### Data listing
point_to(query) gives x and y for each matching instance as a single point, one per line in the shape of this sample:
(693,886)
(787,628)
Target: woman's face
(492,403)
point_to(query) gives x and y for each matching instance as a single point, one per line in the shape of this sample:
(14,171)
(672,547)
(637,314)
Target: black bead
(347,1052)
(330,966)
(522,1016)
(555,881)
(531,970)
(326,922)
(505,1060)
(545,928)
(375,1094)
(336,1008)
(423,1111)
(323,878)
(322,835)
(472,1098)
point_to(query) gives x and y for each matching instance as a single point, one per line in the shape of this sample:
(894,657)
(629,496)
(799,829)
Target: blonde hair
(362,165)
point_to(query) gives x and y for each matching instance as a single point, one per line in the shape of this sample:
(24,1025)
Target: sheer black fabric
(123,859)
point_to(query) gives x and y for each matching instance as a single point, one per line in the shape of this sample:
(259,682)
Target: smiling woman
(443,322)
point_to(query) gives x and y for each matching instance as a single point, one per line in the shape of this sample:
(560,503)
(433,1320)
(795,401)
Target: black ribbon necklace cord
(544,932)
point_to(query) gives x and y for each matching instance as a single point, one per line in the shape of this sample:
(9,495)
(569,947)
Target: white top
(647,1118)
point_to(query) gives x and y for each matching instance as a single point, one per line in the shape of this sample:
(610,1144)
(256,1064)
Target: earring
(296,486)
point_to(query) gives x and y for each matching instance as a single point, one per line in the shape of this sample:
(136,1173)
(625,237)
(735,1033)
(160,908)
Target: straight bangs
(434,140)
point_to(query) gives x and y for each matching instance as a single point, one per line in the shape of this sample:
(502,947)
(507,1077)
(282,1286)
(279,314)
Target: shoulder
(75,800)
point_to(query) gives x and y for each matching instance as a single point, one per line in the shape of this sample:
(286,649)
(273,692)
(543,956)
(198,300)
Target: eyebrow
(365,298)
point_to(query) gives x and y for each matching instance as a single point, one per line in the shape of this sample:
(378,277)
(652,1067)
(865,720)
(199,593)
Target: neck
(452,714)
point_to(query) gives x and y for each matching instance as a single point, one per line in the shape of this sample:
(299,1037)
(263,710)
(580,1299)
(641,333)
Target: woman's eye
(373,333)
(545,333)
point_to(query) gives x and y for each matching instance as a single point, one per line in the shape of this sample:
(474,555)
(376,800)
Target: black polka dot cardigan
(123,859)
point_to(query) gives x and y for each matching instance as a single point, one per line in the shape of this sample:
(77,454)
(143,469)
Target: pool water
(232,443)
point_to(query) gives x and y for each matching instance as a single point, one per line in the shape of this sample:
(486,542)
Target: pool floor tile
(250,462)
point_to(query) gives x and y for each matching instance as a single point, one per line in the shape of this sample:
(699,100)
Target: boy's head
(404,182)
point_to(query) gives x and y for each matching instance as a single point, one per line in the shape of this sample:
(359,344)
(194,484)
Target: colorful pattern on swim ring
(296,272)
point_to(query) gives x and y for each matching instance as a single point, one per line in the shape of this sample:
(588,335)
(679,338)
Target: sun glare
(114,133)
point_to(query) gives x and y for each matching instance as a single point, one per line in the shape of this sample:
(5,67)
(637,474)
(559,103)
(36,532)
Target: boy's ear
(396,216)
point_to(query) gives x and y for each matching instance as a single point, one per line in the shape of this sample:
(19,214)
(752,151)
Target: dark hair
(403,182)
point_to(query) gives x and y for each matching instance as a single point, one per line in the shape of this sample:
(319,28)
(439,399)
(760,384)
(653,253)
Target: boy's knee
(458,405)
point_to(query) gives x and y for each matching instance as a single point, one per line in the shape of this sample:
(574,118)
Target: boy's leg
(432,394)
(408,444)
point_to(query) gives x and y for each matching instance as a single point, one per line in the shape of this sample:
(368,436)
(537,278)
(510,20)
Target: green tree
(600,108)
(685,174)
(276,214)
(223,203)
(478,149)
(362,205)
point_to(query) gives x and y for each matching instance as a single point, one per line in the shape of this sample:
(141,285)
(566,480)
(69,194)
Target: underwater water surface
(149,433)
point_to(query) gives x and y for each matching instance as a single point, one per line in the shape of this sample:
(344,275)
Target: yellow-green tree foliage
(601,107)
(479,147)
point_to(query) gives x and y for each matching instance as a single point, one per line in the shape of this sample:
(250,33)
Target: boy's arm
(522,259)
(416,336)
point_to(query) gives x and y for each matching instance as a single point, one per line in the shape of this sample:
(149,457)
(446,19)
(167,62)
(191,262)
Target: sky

### What is asked
Write out the entries in full, exactly as given.

### Worked solution
point_to(query) gives x and y for each matching instance as a single point, one per line in the shape of this sample:
(693,886)
(787,628)
Target: woman's face
(492,403)
point_to(query) gives x and y for each matching instance as a single point, one per line in the shape of this sample:
(14,171)
(672,547)
(637,314)
Target: black bead
(347,1052)
(330,966)
(522,1016)
(555,881)
(531,970)
(326,922)
(505,1060)
(545,928)
(375,1094)
(336,1008)
(423,1111)
(323,878)
(322,835)
(472,1098)
point_to(query) gives x and y for each matching instance as a single point, one per line in the shape of this sample:
(894,657)
(629,496)
(799,829)
Target: blonde hair
(362,165)
point_to(query) gives x and y for each matching instance as a single point, one per line in the shape of this sample:
(24,1025)
Target: sheer black fabric
(123,859)
point_to(query) gives x and y for each matching instance as a single point, one per line in the shape of this sample:
(259,682)
Target: smiling woman
(443,322)
point_to(query) gives x and y for each matching instance as a single point, one per line in the shape of this sample:
(560,503)
(433,1320)
(795,401)
Target: black ribbon necklace cord
(544,932)
point_to(query) gives x and y for each matching instance as a single point, one per line in the shape of this sample:
(9,495)
(569,947)
Target: white top
(647,1118)
point_to(query) gives x and y for each matching instance as a single point, one per line in the shape of this sample:
(610,1144)
(256,1064)
Target: earring
(296,486)
point_to(query) gives x and y for each matching instance as a single point, one per line in the shape of this sample:
(136,1173)
(625,237)
(735,1033)
(160,908)
Target: straight bangs
(434,140)
point_to(query) gives x and y for each matching instance as a single point, one per line in the shape of this sample:
(502,947)
(507,1077)
(282,1286)
(279,314)
Target: shoulder
(75,800)
point_to(query) gives x and y for each matching instance as a single point, one per line in the shape of this sample:
(286,649)
(273,692)
(543,956)
(198,300)
Target: eyebrow
(365,298)
point_to(query) gives x and y for each matching instance as a single point, one per line in the shape of this sample:
(378,277)
(652,1067)
(865,720)
(199,593)
Target: neck
(452,714)
point_to(query) gives x and y for each matching instance as a single point, one per line in the shape of this sample:
(299,1037)
(263,710)
(580,1299)
(641,333)
Target: woman's eye
(373,333)
(545,333)
point_to(query) gives x and y for each matching instance as a single point, one per line in the shape of this sample:
(474,555)
(376,800)
Target: black polka dot cardigan
(123,859)
point_to(query) gives x and y for each matching instance as a single point, one per line in the shape of this sample:
(77,454)
(143,469)
Target: pool water
(232,443)
point_to(query) gives x and y for each matching instance as a single point, one per line in the shape of this sample:
(486,542)
Target: pool floor tile
(250,462)
point_to(query) gives x and y for each matching instance as a single point, one per line in the shape of this sample:
(699,100)
Target: boy's head
(404,182)
point_to(query) gives x and y for each matching instance as a single point, one per line in the shape of this sample:
(359,344)
(194,484)
Target: colorful pattern on swim ring
(296,272)
point_to(query) gives x and y for each matching instance as a single point, one per line in the shape of this sample:
(588,335)
(679,338)
Target: sun glare
(114,133)
point_to(query) gives x and y for each matching instance as a single point, one per line in the shape of this sample:
(5,67)
(637,474)
(559,103)
(36,532)
Target: boy's ear
(396,216)
point_to(query) gives x and y for each matching instance as a single point, one per line in the shape of this sample:
(19,214)
(752,151)
Target: dark hair
(403,182)
point_to(query) gives x and y for each matching instance as a single point, one per line in the shape of this sample:
(319,28)
(439,399)
(760,384)
(653,253)
Target: boy's knee
(458,405)
point_to(query) gives x and y for each matching instance as a single point, one per line in the shape of this sample:
(574,118)
Target: boy's leg
(432,394)
(408,444)
point_to(query) gives x and y for each matching instance as a single point, one per line in the shape of this sample:
(368,436)
(537,278)
(510,20)
Target: green tree
(600,108)
(685,174)
(276,214)
(223,203)
(478,149)
(362,205)
point_to(query) gives x and y for each matching instance as a single point, one per line in the shape of this sample:
(141,285)
(566,480)
(69,194)
Target: underwater water surface
(149,433)
point_to(query) gives x and y for each matching instance as a single point, one per line in the shape of this sample:
(344,275)
Target: yellow-green tree foliage
(601,107)
(479,147)
point_to(query) gives x and y for each matching instance as a single point, one per line in the shape of this sample:
(250,33)
Target: boy's arm
(522,259)
(416,336)
point_to(query) gives x and y for each matching instance as a single point, one per line in the shape of this sample:
(149,457)
(446,19)
(167,62)
(191,262)
Target: sky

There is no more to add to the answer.